• Short exercise: From the items below, keep only the lines that contain the word "cabinet" and copy each of them unchanged.

• Records provided:

"""

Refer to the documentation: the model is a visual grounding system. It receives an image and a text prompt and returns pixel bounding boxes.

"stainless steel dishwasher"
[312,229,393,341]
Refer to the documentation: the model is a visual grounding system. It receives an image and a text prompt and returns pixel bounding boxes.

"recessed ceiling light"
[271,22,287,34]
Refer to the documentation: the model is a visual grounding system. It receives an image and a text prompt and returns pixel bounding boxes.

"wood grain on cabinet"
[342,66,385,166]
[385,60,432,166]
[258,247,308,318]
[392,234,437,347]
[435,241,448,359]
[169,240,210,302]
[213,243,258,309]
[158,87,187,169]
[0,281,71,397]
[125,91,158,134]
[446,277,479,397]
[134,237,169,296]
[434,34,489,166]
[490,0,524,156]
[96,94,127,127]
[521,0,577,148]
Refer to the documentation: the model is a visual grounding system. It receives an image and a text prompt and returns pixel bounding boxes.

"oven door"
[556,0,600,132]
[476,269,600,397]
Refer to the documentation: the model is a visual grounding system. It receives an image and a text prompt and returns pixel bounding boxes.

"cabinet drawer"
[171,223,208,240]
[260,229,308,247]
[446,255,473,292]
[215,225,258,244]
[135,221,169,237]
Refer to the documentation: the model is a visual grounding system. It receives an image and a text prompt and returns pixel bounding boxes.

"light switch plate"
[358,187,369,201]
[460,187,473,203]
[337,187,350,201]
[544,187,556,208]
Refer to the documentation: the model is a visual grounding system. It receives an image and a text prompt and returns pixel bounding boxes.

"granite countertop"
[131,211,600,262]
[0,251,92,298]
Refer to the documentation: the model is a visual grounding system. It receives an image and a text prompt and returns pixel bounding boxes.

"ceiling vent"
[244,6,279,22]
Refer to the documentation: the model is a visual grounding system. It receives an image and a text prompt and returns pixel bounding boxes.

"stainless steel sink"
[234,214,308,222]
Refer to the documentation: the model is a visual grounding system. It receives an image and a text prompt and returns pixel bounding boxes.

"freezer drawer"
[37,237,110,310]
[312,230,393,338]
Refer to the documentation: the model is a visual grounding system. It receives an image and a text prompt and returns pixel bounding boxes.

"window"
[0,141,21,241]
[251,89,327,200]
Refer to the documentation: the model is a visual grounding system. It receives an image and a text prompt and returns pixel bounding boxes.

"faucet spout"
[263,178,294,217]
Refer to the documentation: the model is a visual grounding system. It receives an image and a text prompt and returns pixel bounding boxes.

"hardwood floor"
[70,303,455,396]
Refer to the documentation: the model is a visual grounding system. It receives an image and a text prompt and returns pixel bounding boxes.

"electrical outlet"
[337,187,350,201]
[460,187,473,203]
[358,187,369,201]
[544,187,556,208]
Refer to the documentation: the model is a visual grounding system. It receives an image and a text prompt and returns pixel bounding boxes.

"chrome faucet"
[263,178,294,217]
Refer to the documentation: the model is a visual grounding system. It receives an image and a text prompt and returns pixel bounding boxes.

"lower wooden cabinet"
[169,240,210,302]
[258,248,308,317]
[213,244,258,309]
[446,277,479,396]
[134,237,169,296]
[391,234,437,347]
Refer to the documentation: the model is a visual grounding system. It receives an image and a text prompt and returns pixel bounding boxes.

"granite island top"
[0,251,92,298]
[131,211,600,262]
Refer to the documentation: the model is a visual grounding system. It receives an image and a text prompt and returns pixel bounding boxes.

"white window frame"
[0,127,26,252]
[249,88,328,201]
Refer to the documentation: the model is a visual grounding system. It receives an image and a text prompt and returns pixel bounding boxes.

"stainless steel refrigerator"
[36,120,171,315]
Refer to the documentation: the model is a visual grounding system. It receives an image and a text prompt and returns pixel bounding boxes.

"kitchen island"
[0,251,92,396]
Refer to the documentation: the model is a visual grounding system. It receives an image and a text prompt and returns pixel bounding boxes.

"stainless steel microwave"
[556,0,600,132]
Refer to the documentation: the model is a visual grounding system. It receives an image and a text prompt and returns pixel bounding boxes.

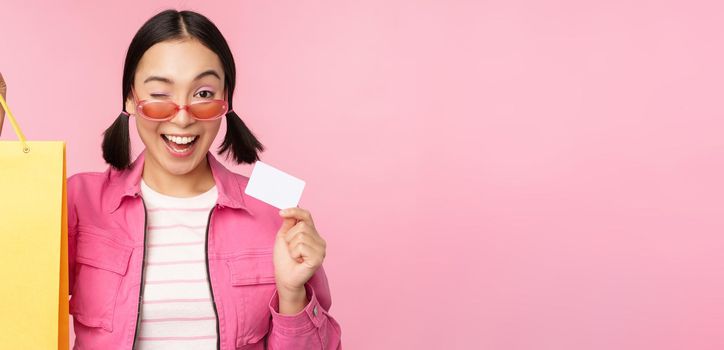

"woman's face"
[126,39,225,175]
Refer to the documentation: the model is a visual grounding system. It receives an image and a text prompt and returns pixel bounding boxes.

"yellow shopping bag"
[0,91,69,350]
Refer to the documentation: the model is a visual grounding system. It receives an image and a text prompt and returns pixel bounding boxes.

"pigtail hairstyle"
[102,111,131,170]
[103,9,264,170]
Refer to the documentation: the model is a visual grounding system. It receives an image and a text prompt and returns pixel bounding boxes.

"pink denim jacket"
[67,150,341,350]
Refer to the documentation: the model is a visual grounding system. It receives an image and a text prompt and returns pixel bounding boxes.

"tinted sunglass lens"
[143,101,176,119]
[189,101,226,119]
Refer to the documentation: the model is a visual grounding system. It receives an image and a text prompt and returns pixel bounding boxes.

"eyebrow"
[143,69,221,84]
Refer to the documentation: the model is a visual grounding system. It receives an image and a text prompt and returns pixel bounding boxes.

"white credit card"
[244,161,305,209]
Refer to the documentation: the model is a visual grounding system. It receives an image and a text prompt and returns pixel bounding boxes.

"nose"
[169,104,196,128]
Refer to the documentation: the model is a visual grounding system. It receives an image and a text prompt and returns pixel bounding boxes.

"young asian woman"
[67,10,341,349]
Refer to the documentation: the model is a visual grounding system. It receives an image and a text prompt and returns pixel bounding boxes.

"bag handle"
[0,94,30,153]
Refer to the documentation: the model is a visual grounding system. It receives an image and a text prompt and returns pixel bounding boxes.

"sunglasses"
[123,88,231,122]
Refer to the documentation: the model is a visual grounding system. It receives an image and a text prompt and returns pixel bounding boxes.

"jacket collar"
[103,149,254,215]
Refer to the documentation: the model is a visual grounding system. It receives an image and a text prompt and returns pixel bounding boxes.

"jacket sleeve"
[267,266,342,350]
[66,176,78,295]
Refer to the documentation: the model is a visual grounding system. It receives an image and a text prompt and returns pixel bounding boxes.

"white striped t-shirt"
[136,180,218,350]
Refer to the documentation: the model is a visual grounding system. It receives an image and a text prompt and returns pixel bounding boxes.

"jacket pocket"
[226,249,276,349]
[69,233,133,332]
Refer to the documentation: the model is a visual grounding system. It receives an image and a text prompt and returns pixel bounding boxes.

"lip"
[161,133,199,137]
[161,134,198,158]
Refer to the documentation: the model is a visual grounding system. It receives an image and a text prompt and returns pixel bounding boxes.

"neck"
[142,152,214,197]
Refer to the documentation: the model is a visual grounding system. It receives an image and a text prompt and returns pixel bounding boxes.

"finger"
[277,218,297,235]
[279,207,314,226]
[285,221,317,243]
[287,231,322,250]
[289,242,321,266]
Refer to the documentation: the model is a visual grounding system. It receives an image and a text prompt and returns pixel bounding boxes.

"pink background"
[0,0,724,349]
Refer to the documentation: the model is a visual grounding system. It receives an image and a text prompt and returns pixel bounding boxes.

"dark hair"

"""

• Answer to the exercise:
"wood grain on cabinet"
"cabinet drawer"
"lower wooden cabinet"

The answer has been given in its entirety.